All of the records must come back exactly as they were given.

> [Available data]:
- - - - - - -

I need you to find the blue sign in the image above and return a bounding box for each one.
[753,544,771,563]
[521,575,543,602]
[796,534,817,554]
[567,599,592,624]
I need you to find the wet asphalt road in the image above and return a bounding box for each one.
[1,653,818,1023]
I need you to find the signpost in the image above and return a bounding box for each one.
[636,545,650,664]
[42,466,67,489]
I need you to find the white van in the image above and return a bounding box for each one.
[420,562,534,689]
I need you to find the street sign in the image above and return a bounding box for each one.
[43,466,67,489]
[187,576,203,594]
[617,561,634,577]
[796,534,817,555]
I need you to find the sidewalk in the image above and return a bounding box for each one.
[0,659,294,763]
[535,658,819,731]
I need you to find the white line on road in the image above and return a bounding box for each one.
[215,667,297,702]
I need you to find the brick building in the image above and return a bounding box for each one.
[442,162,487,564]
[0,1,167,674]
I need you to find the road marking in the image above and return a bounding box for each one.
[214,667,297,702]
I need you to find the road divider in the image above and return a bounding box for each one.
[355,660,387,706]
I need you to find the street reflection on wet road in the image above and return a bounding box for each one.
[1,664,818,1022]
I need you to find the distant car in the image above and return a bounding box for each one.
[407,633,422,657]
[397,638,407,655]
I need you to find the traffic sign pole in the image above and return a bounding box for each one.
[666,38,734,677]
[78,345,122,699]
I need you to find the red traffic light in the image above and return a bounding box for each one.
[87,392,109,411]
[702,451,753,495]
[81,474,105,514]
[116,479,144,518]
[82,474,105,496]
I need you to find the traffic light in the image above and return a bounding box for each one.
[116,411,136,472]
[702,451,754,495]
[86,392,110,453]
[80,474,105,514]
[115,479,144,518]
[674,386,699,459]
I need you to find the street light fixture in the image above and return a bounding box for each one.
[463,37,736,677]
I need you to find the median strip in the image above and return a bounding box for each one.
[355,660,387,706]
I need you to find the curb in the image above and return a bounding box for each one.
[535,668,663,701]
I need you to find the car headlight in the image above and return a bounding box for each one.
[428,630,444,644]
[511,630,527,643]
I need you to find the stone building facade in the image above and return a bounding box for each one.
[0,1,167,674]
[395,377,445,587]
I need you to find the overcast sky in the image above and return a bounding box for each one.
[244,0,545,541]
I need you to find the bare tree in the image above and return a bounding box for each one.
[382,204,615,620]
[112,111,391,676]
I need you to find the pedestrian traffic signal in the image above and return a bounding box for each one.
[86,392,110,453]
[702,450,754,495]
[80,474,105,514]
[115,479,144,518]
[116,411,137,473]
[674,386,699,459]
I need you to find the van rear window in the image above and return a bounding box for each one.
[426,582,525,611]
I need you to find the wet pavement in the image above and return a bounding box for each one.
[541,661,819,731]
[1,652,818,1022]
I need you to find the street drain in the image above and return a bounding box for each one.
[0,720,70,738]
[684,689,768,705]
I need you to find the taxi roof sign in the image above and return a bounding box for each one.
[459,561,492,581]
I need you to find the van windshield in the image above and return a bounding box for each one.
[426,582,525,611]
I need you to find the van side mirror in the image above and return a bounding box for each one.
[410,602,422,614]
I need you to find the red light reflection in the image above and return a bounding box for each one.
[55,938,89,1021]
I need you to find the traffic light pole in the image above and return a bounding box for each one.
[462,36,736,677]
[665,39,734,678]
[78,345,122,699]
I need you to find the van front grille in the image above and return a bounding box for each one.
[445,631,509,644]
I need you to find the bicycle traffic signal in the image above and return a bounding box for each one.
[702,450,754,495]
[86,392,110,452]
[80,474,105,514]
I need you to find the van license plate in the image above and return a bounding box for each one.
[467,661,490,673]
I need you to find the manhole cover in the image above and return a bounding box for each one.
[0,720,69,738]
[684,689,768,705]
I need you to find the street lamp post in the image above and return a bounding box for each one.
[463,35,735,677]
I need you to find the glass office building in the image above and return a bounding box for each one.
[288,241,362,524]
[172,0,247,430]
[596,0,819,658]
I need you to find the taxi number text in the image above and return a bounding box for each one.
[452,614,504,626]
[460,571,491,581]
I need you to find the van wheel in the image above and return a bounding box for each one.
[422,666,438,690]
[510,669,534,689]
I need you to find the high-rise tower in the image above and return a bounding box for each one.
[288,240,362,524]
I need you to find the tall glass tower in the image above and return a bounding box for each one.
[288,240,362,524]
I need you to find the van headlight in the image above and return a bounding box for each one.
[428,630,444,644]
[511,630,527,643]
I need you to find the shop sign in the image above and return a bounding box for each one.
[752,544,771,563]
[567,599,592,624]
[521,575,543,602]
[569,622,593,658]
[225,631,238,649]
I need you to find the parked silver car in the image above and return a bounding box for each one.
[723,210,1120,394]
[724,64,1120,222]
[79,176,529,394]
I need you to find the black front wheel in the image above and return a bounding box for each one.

- - - - - - -

> [Exercise response]:
I need you to find the blue sign in the image above and return a bounding box for each one.
[753,544,771,563]
[521,575,543,602]
[796,534,817,554]
[567,599,592,624]
I need you to find the wet asphalt road in the image above and return a bounding box for each one.
[1,653,818,1023]
I need you to find the signpost in the image above and return a bounding box for each one.
[636,545,650,664]
[42,466,67,489]
I need you to find the white van in the image above and return a bounding box for each one.
[420,562,534,689]
I need you to find the street sign in the image above and return a bounding box for each one.
[43,466,67,489]
[187,576,203,594]
[617,561,634,577]
[796,534,817,555]
I need you to find the sidewalk in the image above and return a bounding box for each one.
[0,659,294,763]
[535,658,819,731]
I need you to find the white line on road in the image above and return a bounding box for each one.
[215,667,297,702]
I need you to find the brick building in the image above and return a bounding box for each one.
[442,162,487,564]
[0,1,167,674]
I need you to find the road marking in the image above and return a bounding box for each one.
[214,667,297,702]
I need you to find the road divider in the image above and return a bounding box for each one.
[355,660,387,706]
I need you to find the street reflection on wet road in the image above and return a bounding box for each one.
[1,664,818,1022]
I need you to find the distant car in the image above and return a bounding box for each one.
[407,633,422,657]
[397,638,407,655]
I need you to find the traffic sign pole in the image above and return a bounding box for each one.
[666,38,734,677]
[78,345,122,699]
I need you to find the red traffic light in the image above and return a bounding box for each one.
[87,392,109,411]
[702,451,753,495]
[81,474,105,514]
[116,479,144,518]
[82,474,105,496]
I need you to find the traffic light in the image above and return a bounding box for each one.
[116,411,136,472]
[702,451,754,495]
[86,392,110,453]
[80,474,105,514]
[115,479,144,518]
[674,386,699,459]
I need you to find the street light fixture in the image above and return a bounding box for each one.
[463,37,736,677]
I need you to find the median strip in the image above and return a bounding box for each one.
[355,660,387,706]
I need you to find the curb in the image above and return a bounding box for each one.
[535,668,663,701]
I need you to find the car headlight in the image above and return a bounding box for each one.
[428,630,444,644]
[511,630,527,643]
I need you to find the stone building facade in the image above and return a bounding box for each one.
[0,1,167,674]
[395,377,445,587]
I need you to find the overcast sky in the image above and return a bounding box for each one.
[244,0,545,541]
I need you to find the bare tree in the image above and return a bounding box for each one.
[382,204,615,620]
[112,111,391,676]
I need you to find the pedestrian traffic signal in the image above and return a bounding box for each one.
[86,392,110,453]
[702,450,754,495]
[80,474,105,514]
[115,479,144,518]
[116,411,137,473]
[674,386,699,459]
I need you to find the van rear window in the image above and return a bounding box for each one.
[426,582,525,611]
I need you to find the wet pavement in the image above and return a bounding box for each one.
[541,661,819,731]
[1,652,818,1022]
I need you to find the street drain in the image above and return a bounding box for each one.
[0,720,70,738]
[684,689,768,705]
I need you to find the taxi roof sign in the image above and return a bounding box for each one.
[459,561,492,581]
I need you to find the van windshield in the image above and return a bounding box for each one.
[426,582,525,611]
I need you to find the van side mirror in the image above and return a bounding box for each one.
[410,602,422,614]
I need you to find the red light reflection in the image above and return a bounding box for each one.
[55,938,89,1021]
I need you to find the traffic light pole in the image above and return a bounding box for each one.
[462,36,736,677]
[665,39,734,678]
[78,345,122,699]
I need you to find the van front grille in the image above and return a bounding box for each one.
[445,631,509,644]
I need you to find the bicycle traffic signal in the image above and return a bounding box for each one.
[702,450,754,495]
[86,392,110,452]
[80,474,105,514]
I need you to find the van license plate in the image above and return a bounding box for each one.
[467,661,490,673]
I need you to find the manhole cover in the image above and return a bounding box for each one.
[0,720,69,738]
[684,689,768,705]
I need you to find the street lamp post in the image above and return a bounding box for each one.
[463,35,735,677]
I need you to find the glass office building in the image above and return a bounding box for each one.
[288,241,362,524]
[172,0,247,430]
[596,0,819,658]
I need you to find the taxi number text in the image above and return a bounding box for each one.
[452,614,504,626]
[460,571,491,581]
I need you to find the van wheel in the image above and return a bounding box for each one.
[422,666,438,690]
[510,669,534,689]
I need you to find the high-rise tower in the image above and return a bounding box for each one.
[288,240,362,524]
I need you to find the tall glass tower in the image above and return a bounding box for each one.
[288,240,362,524]
I need you to find the van headlight in the image above and return a bounding box for each one.
[428,630,444,644]
[511,630,527,643]
I need you to find the shop sign in the image above and return a bounding box for each one.
[752,544,771,563]
[567,599,592,624]
[521,575,543,602]
[569,622,593,658]
[225,631,238,649]
I need you to find the parked silver car in the image above and return a bounding box for each one.
[723,210,1120,394]
[724,64,1120,222]
[79,176,529,394]
I need you to find the black front wheel in the image above and return a bounding box for each one.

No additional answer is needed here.